#### EXERCISE PROMPT
Using the records below, give again exactly the lines from the line that contains "Return one point per instance of the whole" through the line that contains "Return one point per instance of the light", both ends included, and only those.

#### LISTED RECORDS

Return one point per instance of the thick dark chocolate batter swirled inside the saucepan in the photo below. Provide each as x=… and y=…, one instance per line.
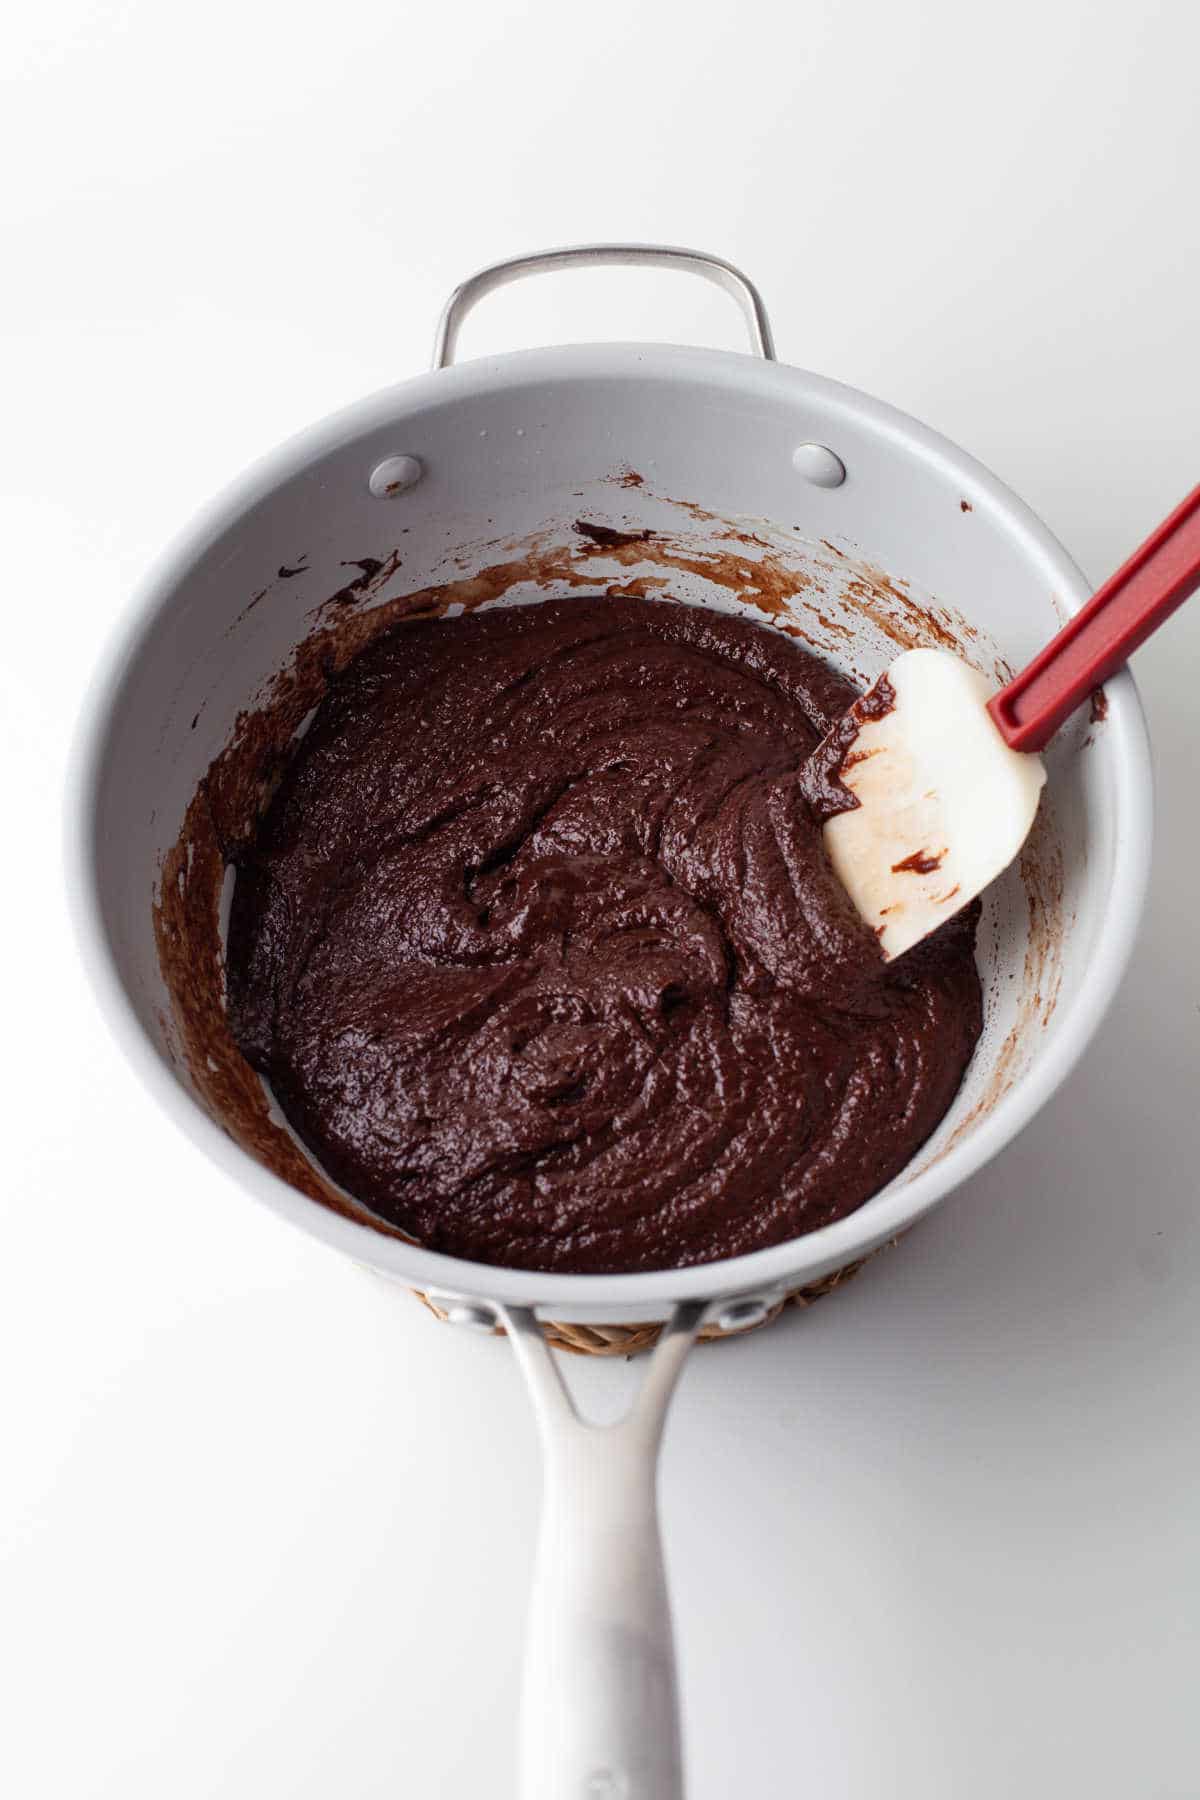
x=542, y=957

---

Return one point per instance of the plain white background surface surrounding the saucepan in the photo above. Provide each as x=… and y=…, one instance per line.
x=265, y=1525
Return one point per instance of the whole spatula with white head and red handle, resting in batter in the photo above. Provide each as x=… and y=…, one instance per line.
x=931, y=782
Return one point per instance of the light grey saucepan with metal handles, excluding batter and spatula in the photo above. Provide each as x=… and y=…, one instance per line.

#### RESPONSE AREA
Return one point per instance of the whole spatula with white head and red handle, resting in batter in the photo above. Provide each as x=… and y=…, one instance per line.
x=931, y=782
Return one point per instance of the light grey saucepan with metal handles, excluding batter and spatula in the photo above. Provide each as x=… and y=…, one instance per line.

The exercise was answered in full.